- _AVAILABLE DATA_:
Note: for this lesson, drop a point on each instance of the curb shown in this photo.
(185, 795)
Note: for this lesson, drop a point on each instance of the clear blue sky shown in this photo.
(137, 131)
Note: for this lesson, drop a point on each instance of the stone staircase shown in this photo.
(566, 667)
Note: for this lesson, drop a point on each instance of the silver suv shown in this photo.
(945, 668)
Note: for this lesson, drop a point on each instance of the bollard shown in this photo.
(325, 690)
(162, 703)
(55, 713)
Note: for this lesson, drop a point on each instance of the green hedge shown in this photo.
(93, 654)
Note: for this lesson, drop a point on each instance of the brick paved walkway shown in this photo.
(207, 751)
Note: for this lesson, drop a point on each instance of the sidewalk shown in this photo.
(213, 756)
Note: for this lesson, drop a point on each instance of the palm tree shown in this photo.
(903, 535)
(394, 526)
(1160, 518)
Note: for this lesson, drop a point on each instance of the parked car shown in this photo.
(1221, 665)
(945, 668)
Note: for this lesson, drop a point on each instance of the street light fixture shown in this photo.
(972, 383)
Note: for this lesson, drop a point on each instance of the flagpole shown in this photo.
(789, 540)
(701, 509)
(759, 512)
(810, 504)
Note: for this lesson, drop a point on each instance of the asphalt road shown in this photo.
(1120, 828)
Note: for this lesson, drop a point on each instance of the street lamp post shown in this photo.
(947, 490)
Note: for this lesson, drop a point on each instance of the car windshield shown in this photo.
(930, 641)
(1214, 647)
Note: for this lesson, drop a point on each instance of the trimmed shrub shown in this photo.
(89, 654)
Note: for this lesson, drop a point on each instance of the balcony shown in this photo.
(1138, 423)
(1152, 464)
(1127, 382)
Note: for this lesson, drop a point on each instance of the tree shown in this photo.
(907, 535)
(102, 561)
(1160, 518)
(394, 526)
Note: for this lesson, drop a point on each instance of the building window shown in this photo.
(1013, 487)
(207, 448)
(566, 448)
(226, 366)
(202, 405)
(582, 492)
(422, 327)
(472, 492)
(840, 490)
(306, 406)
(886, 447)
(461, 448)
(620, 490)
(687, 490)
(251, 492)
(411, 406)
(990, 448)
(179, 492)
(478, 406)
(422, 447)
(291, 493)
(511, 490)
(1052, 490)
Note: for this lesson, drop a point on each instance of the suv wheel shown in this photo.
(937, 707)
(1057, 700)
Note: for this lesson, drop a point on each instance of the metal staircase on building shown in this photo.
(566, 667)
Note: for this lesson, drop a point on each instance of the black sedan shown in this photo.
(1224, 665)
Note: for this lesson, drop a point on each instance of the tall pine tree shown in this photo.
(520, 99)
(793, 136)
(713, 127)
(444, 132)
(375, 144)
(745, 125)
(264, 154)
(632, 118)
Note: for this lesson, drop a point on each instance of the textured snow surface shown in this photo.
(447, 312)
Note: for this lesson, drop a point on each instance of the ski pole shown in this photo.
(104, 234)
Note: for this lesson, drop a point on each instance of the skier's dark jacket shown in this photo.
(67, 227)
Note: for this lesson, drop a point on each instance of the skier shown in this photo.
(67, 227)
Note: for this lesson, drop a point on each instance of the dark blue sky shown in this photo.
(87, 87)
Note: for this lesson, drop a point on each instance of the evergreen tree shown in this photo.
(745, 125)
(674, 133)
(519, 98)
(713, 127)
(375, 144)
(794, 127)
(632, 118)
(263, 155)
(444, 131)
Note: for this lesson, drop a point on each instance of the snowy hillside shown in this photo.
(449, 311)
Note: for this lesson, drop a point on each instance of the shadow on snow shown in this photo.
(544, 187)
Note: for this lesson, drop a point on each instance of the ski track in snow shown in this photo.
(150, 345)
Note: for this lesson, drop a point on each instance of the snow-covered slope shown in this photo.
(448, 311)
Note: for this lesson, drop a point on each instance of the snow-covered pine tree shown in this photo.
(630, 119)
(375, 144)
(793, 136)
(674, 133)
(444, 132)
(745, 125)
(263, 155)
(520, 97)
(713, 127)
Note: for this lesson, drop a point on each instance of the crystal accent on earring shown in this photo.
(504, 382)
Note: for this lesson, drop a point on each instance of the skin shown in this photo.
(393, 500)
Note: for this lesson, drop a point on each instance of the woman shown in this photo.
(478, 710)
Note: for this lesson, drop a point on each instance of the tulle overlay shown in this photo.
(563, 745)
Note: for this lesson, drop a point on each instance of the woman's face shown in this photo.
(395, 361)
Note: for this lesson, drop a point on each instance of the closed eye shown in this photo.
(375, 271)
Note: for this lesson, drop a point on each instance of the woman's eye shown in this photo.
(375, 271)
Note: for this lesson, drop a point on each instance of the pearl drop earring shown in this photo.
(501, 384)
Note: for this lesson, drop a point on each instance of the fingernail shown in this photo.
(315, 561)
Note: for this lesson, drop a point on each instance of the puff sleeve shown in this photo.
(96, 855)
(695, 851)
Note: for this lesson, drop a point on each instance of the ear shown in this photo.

- _WHAT IS BEING ASKED_: Each record above is to be printed again exactly as written.

- _RESPONSE TO THE TASK_:
Note: for this lesson, drop a point on each instance of the curb shown in this photo.
(185, 795)
Note: for this lesson, drop a point on each instance of the clear blue sky shown in this photo.
(137, 131)
Note: for this lesson, drop a point on each instance of the stone staircase shown in this photo.
(566, 667)
Note: for this lesson, drop a point on each instance of the silver suv shown in this photo.
(945, 668)
Note: for this lesson, drop a point on each instance of the bollard shown in this photo.
(325, 690)
(162, 703)
(55, 713)
Note: for this lesson, drop a point on each instance of the green hedge shown in this photo.
(93, 654)
Note: for this lesson, drop a point on each instance of the brick paved walkway shown in this photo.
(207, 751)
Note: for this lesson, drop a point on each instance of the sidewalk shown in this photo.
(213, 756)
Note: for this lesson, drop a point on each instance of the palm tree shown in this photo.
(903, 535)
(394, 526)
(1160, 518)
Note: for this lesson, drop a point on each instance of the parked car shown in this photo.
(1221, 665)
(945, 668)
Note: for this lesson, drop a point on each instance of the street light fixture shown in this photo.
(972, 383)
Note: for this lesson, drop a point on each instance of the flagpole shown in this photo.
(789, 540)
(701, 509)
(759, 512)
(810, 504)
Note: for this lesson, drop a point on each instance of the asphalt road shown in this photo.
(1120, 828)
Note: for this lesson, drop a point on each instance of the street lamp post shown in this photo.
(947, 490)
Note: for this lesson, drop a point on each instance of the car windshield shown in this photo.
(930, 641)
(1214, 647)
Note: for this lesson, drop a point on each instance of the trimmed shrub shown in this photo.
(89, 654)
Note: for this lesson, drop a point on each instance of the balcony shown in this photo.
(1138, 423)
(1152, 464)
(1127, 382)
Note: for this lesson, drop a point on each instance of the tree shown in this photo.
(907, 535)
(102, 561)
(1160, 518)
(394, 526)
Note: for this lesson, drop a point on each instance of the building window shown in this photo.
(1013, 487)
(207, 448)
(566, 448)
(226, 366)
(202, 405)
(582, 492)
(422, 327)
(472, 492)
(840, 490)
(306, 406)
(886, 447)
(461, 448)
(620, 490)
(687, 490)
(251, 492)
(411, 406)
(990, 448)
(179, 492)
(478, 406)
(422, 447)
(291, 493)
(511, 490)
(1052, 490)
Note: for this lesson, drop a point on each instance of the suv wheel shown in this photo.
(937, 707)
(1057, 700)
Note: for this lesson, drop a point on each instance of the metal staircase on building shown in this photo.
(566, 667)
Note: for this lesson, drop a point on each instance of the black sedan shown in this photo.
(1224, 665)
Note: for this lesson, drop a point on each instance of the tall pine tree shown in this photo.
(520, 99)
(793, 136)
(713, 127)
(444, 132)
(375, 144)
(745, 125)
(264, 154)
(632, 118)
Note: for this lesson, drop a point on each instance of the textured snow surface shown in this photo.
(447, 312)
Note: for this lesson, drop a point on each instance of the ski pole shown in this photo.
(104, 234)
Note: for this lesson, drop a point on each instance of the skier's dark jacket shown in this photo.
(67, 227)
Note: for this lesson, drop a point on each instance of the skier shown in this photo.
(67, 227)
Note: for this lesson, drop a point on each instance of the dark blue sky shown in this photo.
(87, 87)
Note: for this lesson, drop a point on each instance of the evergreen tree shown in this photo.
(745, 125)
(674, 133)
(519, 98)
(713, 127)
(375, 144)
(794, 127)
(632, 118)
(263, 155)
(444, 131)
Note: for this lesson, drop a point on each instance of the snowy hillside shown in this photo.
(449, 311)
Note: for this lesson, drop a point on each instance of the shadow on snow shown in this photo.
(544, 187)
Note: for this lesson, drop a point on each instance of the ski track in snow shown in this photo.
(150, 345)
Note: for this lesson, drop a point on each instance of the snow-covered slope shown in this photo.
(448, 311)
Note: for this lesson, drop a point on each instance of the snow-covered pine tree shown in this photo.
(630, 119)
(375, 144)
(793, 136)
(674, 133)
(444, 132)
(745, 125)
(263, 155)
(520, 97)
(713, 127)
Note: for this lesson, drop a point on each instance of the crystal accent on earring shown in this photo.
(504, 382)
Note: for this lesson, drop a point on each instance of the skin shown in this photo.
(393, 500)
Note: for this lesson, drop a point on each instance of the woman shown in this photo.
(478, 710)
Note: for this lesson, drop a point on each instance of the tulle overlay shown in this photo.
(563, 745)
Note: for this lesson, drop a point on each instance of the woman's face shown in this photo.
(395, 361)
Note: for this lesson, drop a point on each instance of the closed eye shown in this photo.
(375, 271)
Note: for this lesson, drop a point on each instance of the woman's eye shown in this photo.
(375, 271)
Note: for this lesson, drop a point on each instance of the pearl drop earring shown in this photo.
(501, 384)
Note: for this lesson, drop a point on each instance of the fingernail shown in this photo.
(315, 561)
Note: for this lesson, drop a point on each instance of the puff sleeve shown in this photo.
(96, 855)
(695, 851)
Note: for this lesson, drop a point on each instance of the ear shown in this photo.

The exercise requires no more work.